> _Task brief_
Rewrite the rows below as a numbered list, leaving out any blank lines.
━━ Exercise input
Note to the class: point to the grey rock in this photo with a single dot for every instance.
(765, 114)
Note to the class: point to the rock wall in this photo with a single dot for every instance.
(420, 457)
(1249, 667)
━━━━
> _Exercise response_
1. Note to the class: point to the grey rock in this photo with a single dot for every instance.
2. (765, 114)
3. Note to the class: point to the rock wall in this photo with a single dot for every instance.
4. (420, 457)
5. (1249, 667)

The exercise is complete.